Source passage:

*** Begin section ***

MOUTH OF THE SOUTH

Hoppen Hierarchy:★★⭑
District: Legacy
Cajun & Southern Cuisine
Perfect For: Lunch; Casual Dining; Happy Hour
Standout Dishes: Kickin Chicken; Blackened Salmon; Boudin Balls
Cajun cuisine is beautifully unique. It’s bold, savory, and often spicy, heavily spiced with cayenne, garlic, and blackening seasoning. But while its prevalent in the southeast United States, there aren’t many places to enjoy Cajun food in Omaha.
That’s what makes Mouth of the South an important entry on the West Omaha scene. While it might not be on the level of other Cajun joints Herbe Sainte and Acadian Grille, it has several standout dishes that help introduce many Omahans to Cajun cuisine.


Mouth of the South’s profile has changed over time. It opened in 2014, but the original location burned down. It moved a few times and opened and closed a downtown location, but has now comfortably settled into the Legacy neighborhood off 168th & Center.
The space has a distinct all-are-welcome vibe to it, similar to what one might expect at Mardi Gras. The giant plate glass windows fill the restaurant with light, and the garage doors open up to a spacious patio. The dining room has unique light fictures and Southern and voodoo-inspired art, setting the mood for the Cajun experience.

*** End section ***

Exercise data:
*** Begin section ***

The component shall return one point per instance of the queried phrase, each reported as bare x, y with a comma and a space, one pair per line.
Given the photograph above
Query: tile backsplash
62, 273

*** End section ***

Copy out the entire Mouth of the South restaurant review from above, word for word.

MOUTH OF THE SOUTH

Hoppen Hierarchy:★★⭑
District: Legacy
Cajun & Southern Cuisine
Perfect For: Lunch; Casual Dining; Happy Hour
Standout Dishes: Kickin Chicken; Blackened Salmon; Boudin Balls
Cajun cuisine is beautifully unique. It’s bold, savory, and often spicy, heavily spiced with cayenne, garlic, and blackening seasoning. But while its prevalent in the southeast United States, there aren’t many places to enjoy Cajun food in Omaha.
That’s what makes Mouth of the South an important entry on the West Omaha scene. While it might not be on the level of other Cajun joints Herbe Sainte and Acadian Grille, it has several standout dishes that help introduce many Omahans to Cajun cuisine.


Mouth of the South’s profile has changed over time. It opened in 2014, but the original location burned down. It moved a few times and opened and closed a downtown location, but has now comfortably settled into the Legacy neighborhood off 168th & Center.
The space has a distinct all-are-welcome vibe to it, similar to what one might expect at Mardi Gras. The giant plate glass windows fill the restaurant with light, and the garage doors open up to a spacious patio. The dining room has unique light fictures and Southern and voodoo-inspired art, setting the mood for the Cajun experience.